With a brand new draft bill on political asylum being presented to the French National Assembly, let's focus on one of the cornerstones of European immigration policy: immigration detention

Over the 9th and 10th of December, French Home Secretary Bernard Cazeneuve, presented his draft asylum bill to the French National Assembly. This one is aiming at integrating European directives into the French legal system as well as shortening the decision-making process regarding asylum seekers.

However, Human Rights organisations and magistrates have condemned the assumptions and measures on which this bill is based. For example, the bill presumes that the asylum system is "full of fraudsters". Its opponents are worried about expediting the asylum procedure, which could affect judges' working conditions and even transform the asylum process in a "disallowing and deporting machine".

Therefore it is not so surprising that this draft bill does not even question the existence of immigration detention centres,  set up by European states as a border control tool. And yet it is written in French and European laws that immigration detention should be used as "last resort". But is an immigration policy without immigration detention even an option ?

Immigration detention : What for?

Immigration detention facilities in France are officially named Centres de Rétention Admnistrative (C.R.A), which literally translates as Administrative Detention Centres. These facilities have been built in order to facilitate the deportation of foreign people who are not in possession of any type of residence permit in France. 

Some of these people are asylum seekers who did not manage to go through the asylum procedures, which means they then find themselves without any residence permit on French territory. Others include who came to France with or without a visa, and then did not get or did not renew their residence permit. If the police happen to taken an interest in these individuals  during an ethnic profiling identity check, they can then put in detention.

These immigration detention centres allow French authorities to "maintain" these people while requesting a "laissez-passer" to the country of origin, all that in order to deport them. Once this document has been delivered, the State can send these people back by plane.

◇ ◇ ◇ ◇ ◇ ◇ ◇

**SHORT EXERCISE**
Please copy word for word the portion of the passage on French immigration detention that opens with the words containing "These immigration detention" and closes with "back by plane.".

**ENTRIES PROVIDED**
◇ ◇ ◇ ◇ ◇ ◇ ◇

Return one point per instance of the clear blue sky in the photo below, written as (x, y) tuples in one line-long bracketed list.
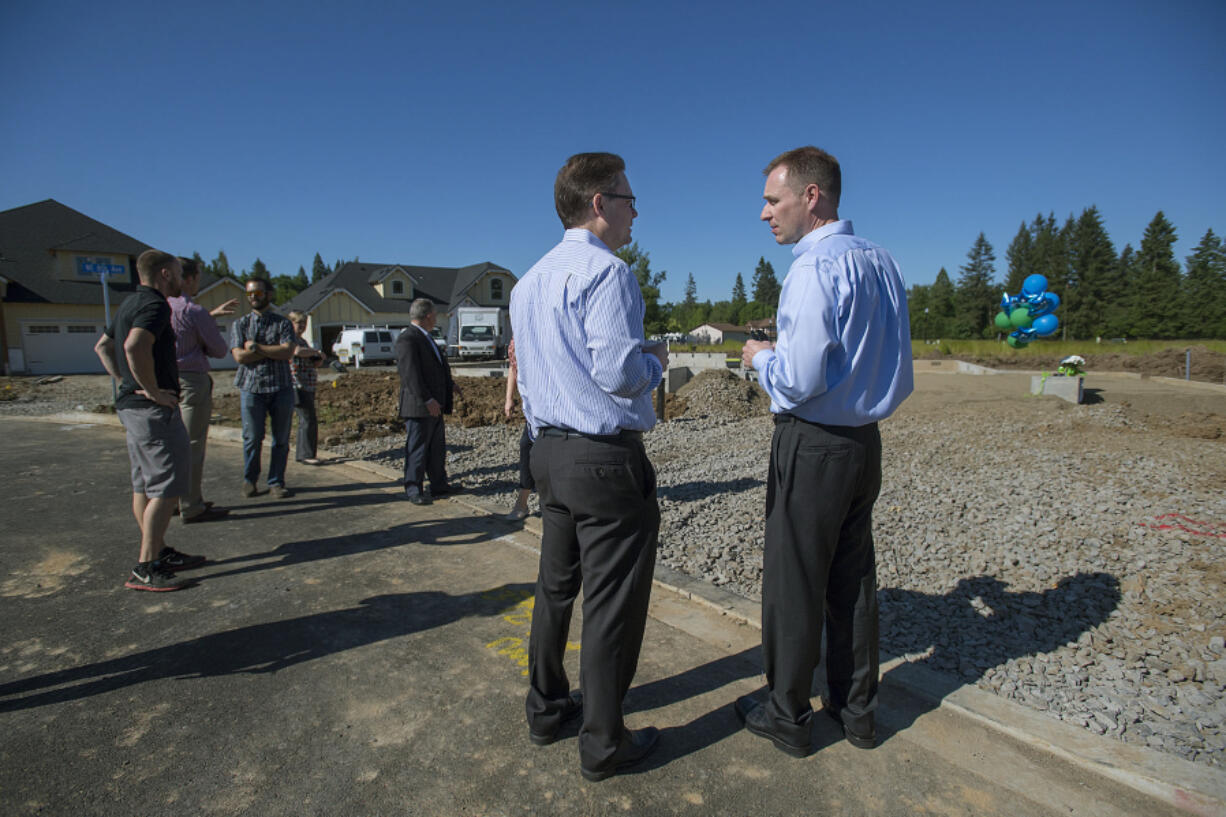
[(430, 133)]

◇ ◇ ◇ ◇ ◇ ◇ ◇

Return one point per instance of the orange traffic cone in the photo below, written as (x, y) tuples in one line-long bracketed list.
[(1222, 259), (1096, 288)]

◇ ◇ ◇ ◇ ◇ ◇ ◇

**THE RESPONSE**
These immigration detention centres allow French authorities to "maintain" these people while requesting a "laissez-passer" to the country of origin, all that in order to deport them. Once this document has been delivered, the State can send these people back by plane.